# [Document section]
Landmark school funding bill back on track

Three months after stalling in the state Senate, a bill to reform Ohio’s K-12 school funding system is back in legislative hearings in hopes that it will be approved by June when the state’s two-year budget will be passed.

The bill, referred to for the past two years as the Fair School Funding Plan, aims to solve problems that have lingered for 20-plus years since the state funding formula was ruled unconstitutional.

The plan starts with a new calculation of the “base cost” it takes to educate a student, then uses a mix of communities’ property wealth and income wealth to determine local funding. If fully funded after a multi-year phase-in, the plan would call for a $2 billion per year increase in state funding for K-12 schools.

The plan, House Bill 1, has had multiple hearings before the House Finance Subcommittee on Primary and Secondary Education in the past two weeks. Agencies representing Ohio’s school boards, superintendents, school treasurers and teachers have already testified in support of the plan.

Scott DiMauro, president of the Ohio Education Association, representing teachers, said this spring is an urgent time in education and called HB 1 “the best hope for structural change” in school funding.

# [Information provided]
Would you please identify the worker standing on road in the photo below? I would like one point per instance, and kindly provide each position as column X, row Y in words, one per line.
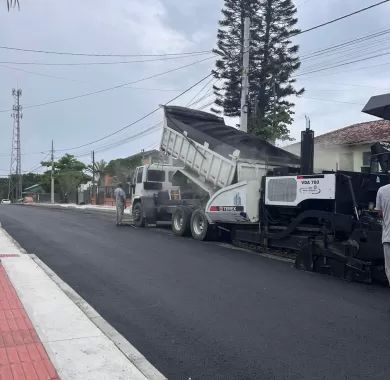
column 120, row 202
column 383, row 206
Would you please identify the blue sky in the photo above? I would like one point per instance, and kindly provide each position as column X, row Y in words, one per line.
column 333, row 98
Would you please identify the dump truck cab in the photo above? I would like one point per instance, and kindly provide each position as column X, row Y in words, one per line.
column 150, row 179
column 150, row 185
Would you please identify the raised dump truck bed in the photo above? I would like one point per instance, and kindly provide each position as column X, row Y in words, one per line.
column 213, row 152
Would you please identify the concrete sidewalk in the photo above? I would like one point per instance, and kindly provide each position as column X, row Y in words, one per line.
column 48, row 332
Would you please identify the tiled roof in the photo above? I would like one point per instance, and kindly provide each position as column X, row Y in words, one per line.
column 362, row 133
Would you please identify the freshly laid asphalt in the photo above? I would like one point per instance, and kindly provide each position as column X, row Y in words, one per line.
column 203, row 310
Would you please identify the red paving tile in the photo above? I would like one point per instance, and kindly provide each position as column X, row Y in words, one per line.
column 22, row 355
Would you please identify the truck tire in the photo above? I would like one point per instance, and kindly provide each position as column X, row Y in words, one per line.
column 138, row 215
column 199, row 225
column 181, row 219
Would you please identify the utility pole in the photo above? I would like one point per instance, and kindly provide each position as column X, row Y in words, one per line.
column 93, row 175
column 52, row 173
column 245, row 78
column 16, row 156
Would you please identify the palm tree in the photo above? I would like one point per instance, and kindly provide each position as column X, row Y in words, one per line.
column 12, row 4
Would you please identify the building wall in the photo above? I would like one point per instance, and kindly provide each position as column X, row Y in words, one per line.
column 335, row 157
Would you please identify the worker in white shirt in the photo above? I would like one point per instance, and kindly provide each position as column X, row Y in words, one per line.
column 120, row 203
column 383, row 206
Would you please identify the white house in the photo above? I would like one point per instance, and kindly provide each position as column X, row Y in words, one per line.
column 346, row 148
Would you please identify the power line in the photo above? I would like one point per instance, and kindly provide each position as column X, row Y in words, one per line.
column 101, row 63
column 110, row 88
column 138, row 120
column 342, row 64
column 331, row 100
column 340, row 18
column 103, row 54
column 344, row 44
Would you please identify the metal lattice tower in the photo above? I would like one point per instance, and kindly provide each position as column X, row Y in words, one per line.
column 15, row 171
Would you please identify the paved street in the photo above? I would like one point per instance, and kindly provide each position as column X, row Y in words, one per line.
column 206, row 311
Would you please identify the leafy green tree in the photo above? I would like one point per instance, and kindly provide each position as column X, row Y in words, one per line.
column 100, row 171
column 273, row 60
column 69, row 173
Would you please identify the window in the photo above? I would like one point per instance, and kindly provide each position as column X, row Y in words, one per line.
column 156, row 176
column 366, row 158
column 139, row 175
column 170, row 176
column 373, row 165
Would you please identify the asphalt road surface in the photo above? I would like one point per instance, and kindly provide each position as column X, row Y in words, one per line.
column 206, row 311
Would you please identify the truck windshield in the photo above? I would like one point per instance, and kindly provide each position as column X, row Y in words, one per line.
column 156, row 176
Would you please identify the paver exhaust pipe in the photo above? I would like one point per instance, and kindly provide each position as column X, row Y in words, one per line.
column 307, row 151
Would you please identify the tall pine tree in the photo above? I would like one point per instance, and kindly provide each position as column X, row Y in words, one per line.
column 273, row 60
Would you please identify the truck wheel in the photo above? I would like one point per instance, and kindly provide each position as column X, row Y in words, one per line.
column 181, row 218
column 138, row 215
column 199, row 225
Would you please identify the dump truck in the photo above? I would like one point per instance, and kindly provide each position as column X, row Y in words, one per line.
column 239, row 185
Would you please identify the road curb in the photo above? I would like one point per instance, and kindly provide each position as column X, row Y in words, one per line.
column 127, row 349
column 135, row 357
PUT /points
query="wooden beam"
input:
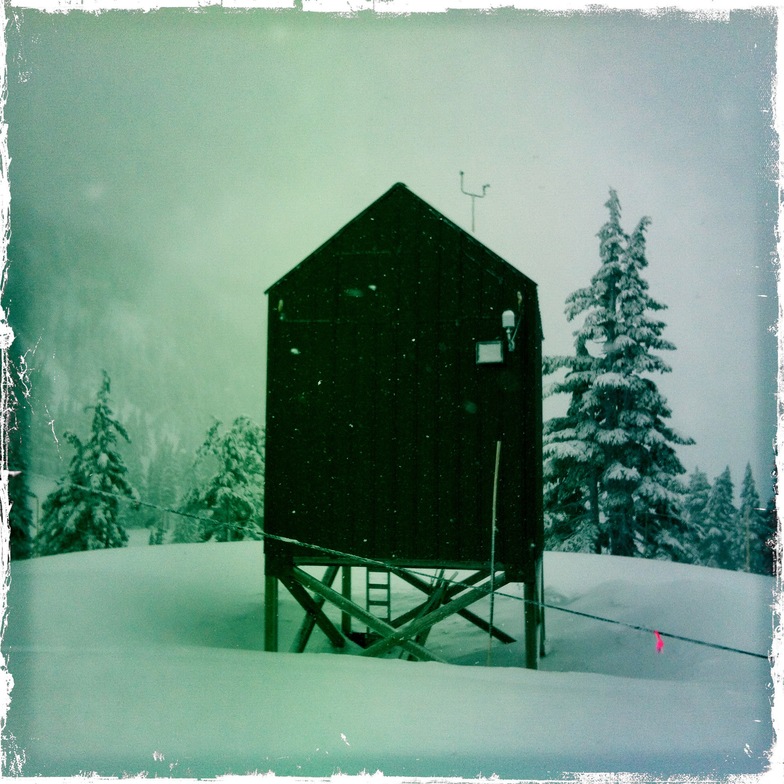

# [Assignment]
Answer these questions using the school funding article.
1. For how long had the bill been stalled in the state Senate?
2. If fully funded, what yearly increase in state funding for K-12 schools would the plan call for?
3. Of which organization is Scott DiMauro president?
The records were taken from a different source than the text.

# [Written answer]
1. Three months.
2. $2 billion per year.
3. The Ohio Education Association.